* Exercise instructions
In the Roaring Fork text, rewrite everything from "The flows recommended from July" down to "incubation of trout.", replacing "harsh winter months" with "cold winter months".

* Text provided
Roaring Fork Little Snake River - Segment No. 1


Little Snake



The flows recommended from July through May 14 are obtained from detailed studies by department biologists to maintain growth of adult and juvenile fish in the summer and ensure their survival during harsh winter months. The flows recommended from May 15 to June 30 are based on studies that show this flow is needed to provide adequate habitat for spawning and incubation of trout.
Department fishery biologists first sampled the Roaring Fork in 1955. By then brook trout had become well established in the stream and the consensus was that the native cutthroat had been totally displaced by the introduced, non-native brookies. Thirty-one years later, the stream was sampled again at 10,800 feet and resulted in the capture of 20 cutthroats. Subsequent surveys have found cutthroat throughout the very upper reaches of the stream. Trout don’t get very big in the short growing season and relatively low flows of the stream. Few fish reach much over 8 inches long, but there are lots of 3 to 4 inch trout which affirm that the species is able to reproduce regularly and maintain a viable population here. Genetics studies of Colorado cutthroat trout populations found throughout their native range in the Colorado River drainage show that the cutthroat in the Roaring Fork aren’t just another cutthroat. Statewide, this species shows substantial genetic variation among the streams where this species still persists, but a relatively low level of genetic divergence within each stream. Cutthroats in the Roaring Fork are one of two populations that show an especially unique level of genetic variation that is reflective of their adaptation to the distinctive habitat where they’ve developed. In light of this finding, it is important to maintain the genetic purity of existing pure populations of this species. Securing instream flow water rights on the Roaring Fork is one of several management strategies the department has pursued to conserve Colorado River cutthroats. The current fishing regulations for the area allow anglers to catch 3 trout daily (or in possession) but only one cutthroat may be greater than 12 inches. Fishing is closed year round on the Roaring Fork above the Huston Park Wilderness boundary.
From the north line of Section 13 down to the west line of Section 22.
Aside from the facts that the fish are on the small side and not overly abundant, this isn’t an easy segment to reach. Grab a US Geological Survey quad map for Fletcher Peak (and a GPS unit) and drive to the trailhead 12 miles west of Riverside on Wyoming state highway 70. Park at the Battle Pass pull out and take the Continental Divide Trail (CDT) south from the parking area. The trail is marked with CDT posts and is relatively easy to follow. Stay on the main CDT trail past Red Mountain to Huston Park via Long Park. From Long Park the trail crosses the headwaters of the North Fork of the Encampment River before reaching Standard Park and the junction of the Roaring Fork Little Snake River trail – about 4 ½ miles from the trailhead. It’s another 3 miles along this trail to the upper end of the instream flow segment. You can also reach the segment from the south and west via Forest Service Road 807 and the Savery Stock Driveway, but access involves crossing small sections of private land and permission to cross them may prove difficult. Consult a Medicine Bow National Forest Map to see where those roads and private lands are – and check with Forest Service personnel in Saratoga for information on how to contact private landowners.

* Records supplied
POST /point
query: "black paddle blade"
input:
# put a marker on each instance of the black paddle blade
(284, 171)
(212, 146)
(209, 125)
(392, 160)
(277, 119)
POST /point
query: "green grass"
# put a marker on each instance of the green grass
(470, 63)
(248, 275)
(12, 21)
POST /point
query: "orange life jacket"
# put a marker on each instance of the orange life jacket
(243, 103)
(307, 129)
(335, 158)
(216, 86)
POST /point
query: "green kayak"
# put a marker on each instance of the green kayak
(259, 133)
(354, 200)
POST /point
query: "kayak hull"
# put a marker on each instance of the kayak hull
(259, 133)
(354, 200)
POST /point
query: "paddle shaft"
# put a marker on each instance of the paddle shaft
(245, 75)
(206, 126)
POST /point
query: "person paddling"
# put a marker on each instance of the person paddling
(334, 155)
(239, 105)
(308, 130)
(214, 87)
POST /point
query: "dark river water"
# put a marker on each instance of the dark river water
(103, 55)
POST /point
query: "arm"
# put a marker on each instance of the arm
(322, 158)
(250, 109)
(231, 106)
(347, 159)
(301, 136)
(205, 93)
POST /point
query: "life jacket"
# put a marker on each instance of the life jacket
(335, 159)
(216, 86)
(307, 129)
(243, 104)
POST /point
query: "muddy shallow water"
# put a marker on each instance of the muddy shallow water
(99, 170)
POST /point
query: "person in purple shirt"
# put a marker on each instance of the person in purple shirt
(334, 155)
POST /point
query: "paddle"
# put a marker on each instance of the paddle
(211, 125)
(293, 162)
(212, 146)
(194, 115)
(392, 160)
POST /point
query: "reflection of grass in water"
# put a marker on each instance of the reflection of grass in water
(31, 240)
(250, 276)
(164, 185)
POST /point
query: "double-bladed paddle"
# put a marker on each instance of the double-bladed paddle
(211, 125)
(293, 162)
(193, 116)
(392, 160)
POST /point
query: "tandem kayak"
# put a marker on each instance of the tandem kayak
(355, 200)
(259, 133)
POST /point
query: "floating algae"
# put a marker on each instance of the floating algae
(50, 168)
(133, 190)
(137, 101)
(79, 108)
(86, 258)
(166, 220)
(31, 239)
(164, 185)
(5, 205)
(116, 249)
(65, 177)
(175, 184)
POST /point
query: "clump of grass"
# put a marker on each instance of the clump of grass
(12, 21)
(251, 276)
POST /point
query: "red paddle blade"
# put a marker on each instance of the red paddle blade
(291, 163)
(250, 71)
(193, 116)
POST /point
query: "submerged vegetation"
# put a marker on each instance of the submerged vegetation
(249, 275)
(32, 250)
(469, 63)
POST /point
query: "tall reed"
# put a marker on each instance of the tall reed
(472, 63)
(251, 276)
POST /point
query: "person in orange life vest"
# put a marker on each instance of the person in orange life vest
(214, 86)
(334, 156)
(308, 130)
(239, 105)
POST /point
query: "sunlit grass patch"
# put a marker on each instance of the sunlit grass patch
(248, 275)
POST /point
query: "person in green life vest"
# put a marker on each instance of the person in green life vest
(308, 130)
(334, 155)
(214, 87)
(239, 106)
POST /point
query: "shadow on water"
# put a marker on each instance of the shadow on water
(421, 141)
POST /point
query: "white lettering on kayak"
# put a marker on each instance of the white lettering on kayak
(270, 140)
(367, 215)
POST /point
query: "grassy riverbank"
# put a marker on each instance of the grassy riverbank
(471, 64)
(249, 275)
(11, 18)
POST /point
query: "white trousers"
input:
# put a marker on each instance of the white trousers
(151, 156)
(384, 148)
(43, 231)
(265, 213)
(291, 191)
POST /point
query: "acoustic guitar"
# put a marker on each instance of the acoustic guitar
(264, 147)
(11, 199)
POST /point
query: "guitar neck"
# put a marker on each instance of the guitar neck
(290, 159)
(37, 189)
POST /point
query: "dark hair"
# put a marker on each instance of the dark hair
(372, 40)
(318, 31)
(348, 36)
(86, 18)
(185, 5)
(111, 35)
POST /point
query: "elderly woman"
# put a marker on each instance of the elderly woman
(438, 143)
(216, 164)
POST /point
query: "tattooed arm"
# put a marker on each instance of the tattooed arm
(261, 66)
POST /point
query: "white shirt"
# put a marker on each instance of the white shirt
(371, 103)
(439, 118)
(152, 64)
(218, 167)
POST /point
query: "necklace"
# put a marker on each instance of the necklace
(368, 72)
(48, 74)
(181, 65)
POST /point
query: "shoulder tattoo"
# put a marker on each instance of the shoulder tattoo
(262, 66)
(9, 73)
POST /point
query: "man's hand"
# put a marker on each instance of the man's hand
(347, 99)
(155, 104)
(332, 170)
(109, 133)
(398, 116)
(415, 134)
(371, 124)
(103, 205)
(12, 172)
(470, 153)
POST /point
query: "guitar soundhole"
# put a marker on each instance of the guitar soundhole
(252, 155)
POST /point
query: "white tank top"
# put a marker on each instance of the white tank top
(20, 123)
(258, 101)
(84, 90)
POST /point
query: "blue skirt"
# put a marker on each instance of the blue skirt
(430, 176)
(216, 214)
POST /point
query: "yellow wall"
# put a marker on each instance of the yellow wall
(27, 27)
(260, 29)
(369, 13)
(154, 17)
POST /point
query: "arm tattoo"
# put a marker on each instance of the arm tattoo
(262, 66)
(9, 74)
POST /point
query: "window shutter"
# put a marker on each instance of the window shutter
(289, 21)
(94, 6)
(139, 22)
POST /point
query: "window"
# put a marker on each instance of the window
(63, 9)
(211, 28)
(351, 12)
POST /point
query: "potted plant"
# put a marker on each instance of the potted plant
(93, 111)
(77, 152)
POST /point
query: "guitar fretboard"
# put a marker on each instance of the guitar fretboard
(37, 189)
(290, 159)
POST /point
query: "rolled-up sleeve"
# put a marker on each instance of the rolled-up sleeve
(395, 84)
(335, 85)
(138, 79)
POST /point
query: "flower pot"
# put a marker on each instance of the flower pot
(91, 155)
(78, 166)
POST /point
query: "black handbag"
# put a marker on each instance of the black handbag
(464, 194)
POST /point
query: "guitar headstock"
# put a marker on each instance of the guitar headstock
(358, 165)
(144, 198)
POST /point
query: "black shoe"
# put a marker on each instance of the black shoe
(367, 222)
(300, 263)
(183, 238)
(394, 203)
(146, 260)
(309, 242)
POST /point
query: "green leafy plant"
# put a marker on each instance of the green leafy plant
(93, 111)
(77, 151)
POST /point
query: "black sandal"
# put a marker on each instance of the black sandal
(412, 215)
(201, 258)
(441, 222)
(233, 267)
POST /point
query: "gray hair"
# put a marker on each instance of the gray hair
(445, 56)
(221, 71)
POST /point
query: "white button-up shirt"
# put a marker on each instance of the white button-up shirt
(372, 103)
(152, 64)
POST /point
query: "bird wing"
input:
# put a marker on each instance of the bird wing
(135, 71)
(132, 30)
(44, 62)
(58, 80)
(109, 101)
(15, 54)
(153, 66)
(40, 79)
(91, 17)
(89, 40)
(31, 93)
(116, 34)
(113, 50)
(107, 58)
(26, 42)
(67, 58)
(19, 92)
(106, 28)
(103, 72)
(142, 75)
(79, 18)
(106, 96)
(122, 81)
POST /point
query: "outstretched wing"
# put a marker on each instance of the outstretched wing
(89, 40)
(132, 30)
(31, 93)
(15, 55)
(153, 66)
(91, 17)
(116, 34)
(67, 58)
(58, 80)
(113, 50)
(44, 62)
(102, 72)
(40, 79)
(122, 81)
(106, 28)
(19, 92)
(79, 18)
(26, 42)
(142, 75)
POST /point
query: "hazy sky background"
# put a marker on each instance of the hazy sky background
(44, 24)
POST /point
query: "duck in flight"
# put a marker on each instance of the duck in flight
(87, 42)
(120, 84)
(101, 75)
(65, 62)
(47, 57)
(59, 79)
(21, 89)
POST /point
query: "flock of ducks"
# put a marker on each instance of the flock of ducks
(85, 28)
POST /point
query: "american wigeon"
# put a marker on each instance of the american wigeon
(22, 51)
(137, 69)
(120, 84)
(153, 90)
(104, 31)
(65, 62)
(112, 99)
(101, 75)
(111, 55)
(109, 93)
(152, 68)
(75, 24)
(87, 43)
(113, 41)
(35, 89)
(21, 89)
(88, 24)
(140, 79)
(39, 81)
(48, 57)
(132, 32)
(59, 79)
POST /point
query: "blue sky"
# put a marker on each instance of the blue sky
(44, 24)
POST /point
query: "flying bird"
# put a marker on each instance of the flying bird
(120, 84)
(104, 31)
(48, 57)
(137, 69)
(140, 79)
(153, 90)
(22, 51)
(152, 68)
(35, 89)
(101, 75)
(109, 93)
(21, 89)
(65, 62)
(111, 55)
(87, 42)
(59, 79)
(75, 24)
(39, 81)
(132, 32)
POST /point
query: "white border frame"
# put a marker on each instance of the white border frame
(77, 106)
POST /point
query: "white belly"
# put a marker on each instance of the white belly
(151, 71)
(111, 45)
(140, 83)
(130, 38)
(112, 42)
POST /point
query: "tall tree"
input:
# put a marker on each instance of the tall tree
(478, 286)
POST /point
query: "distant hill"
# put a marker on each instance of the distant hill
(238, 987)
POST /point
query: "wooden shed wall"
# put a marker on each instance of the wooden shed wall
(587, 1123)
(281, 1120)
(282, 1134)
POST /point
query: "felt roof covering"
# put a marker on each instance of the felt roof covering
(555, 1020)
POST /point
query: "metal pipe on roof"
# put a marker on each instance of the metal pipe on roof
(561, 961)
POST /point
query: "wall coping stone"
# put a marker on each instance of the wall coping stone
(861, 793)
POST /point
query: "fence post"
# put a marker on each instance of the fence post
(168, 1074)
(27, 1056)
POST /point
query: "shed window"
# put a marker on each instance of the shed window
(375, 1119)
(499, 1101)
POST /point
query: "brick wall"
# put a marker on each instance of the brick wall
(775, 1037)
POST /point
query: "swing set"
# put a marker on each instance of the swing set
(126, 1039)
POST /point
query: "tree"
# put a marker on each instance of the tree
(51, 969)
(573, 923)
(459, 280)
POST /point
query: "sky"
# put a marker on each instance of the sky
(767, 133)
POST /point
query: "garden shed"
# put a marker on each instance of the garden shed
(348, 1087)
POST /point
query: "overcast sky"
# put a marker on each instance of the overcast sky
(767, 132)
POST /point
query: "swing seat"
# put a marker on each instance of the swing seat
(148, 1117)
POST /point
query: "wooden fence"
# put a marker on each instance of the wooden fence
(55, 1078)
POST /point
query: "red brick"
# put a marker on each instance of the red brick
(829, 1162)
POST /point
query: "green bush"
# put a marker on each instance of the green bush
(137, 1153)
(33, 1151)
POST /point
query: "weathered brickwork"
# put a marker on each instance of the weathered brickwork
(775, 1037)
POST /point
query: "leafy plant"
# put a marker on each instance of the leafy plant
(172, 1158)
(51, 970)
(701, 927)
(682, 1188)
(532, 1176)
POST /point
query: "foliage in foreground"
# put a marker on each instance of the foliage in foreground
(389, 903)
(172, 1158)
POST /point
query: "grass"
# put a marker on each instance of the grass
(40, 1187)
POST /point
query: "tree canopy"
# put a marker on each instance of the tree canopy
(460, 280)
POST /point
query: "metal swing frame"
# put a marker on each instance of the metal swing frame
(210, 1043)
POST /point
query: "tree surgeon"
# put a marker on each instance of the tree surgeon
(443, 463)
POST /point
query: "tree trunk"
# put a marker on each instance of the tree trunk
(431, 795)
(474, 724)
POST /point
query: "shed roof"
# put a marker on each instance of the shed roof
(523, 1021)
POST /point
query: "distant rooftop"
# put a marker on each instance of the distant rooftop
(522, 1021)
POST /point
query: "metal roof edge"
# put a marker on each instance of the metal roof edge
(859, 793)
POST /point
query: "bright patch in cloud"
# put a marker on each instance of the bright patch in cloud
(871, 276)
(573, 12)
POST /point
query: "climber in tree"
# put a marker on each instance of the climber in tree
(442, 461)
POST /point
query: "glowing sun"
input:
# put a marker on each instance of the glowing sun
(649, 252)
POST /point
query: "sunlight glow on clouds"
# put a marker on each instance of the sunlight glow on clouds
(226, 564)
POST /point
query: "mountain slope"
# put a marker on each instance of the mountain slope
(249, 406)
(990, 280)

* Solution for this exercise
The flows recommended from July through May 14 are obtained from detailed studies by department biologists to maintain growth of adult and juvenile fish in the summer and ensure their survival during cold winter months. The flows recommended from May 15 to June 30 are based on studies that show this flow is needed to provide adequate habitat for spawning and incubation of trout.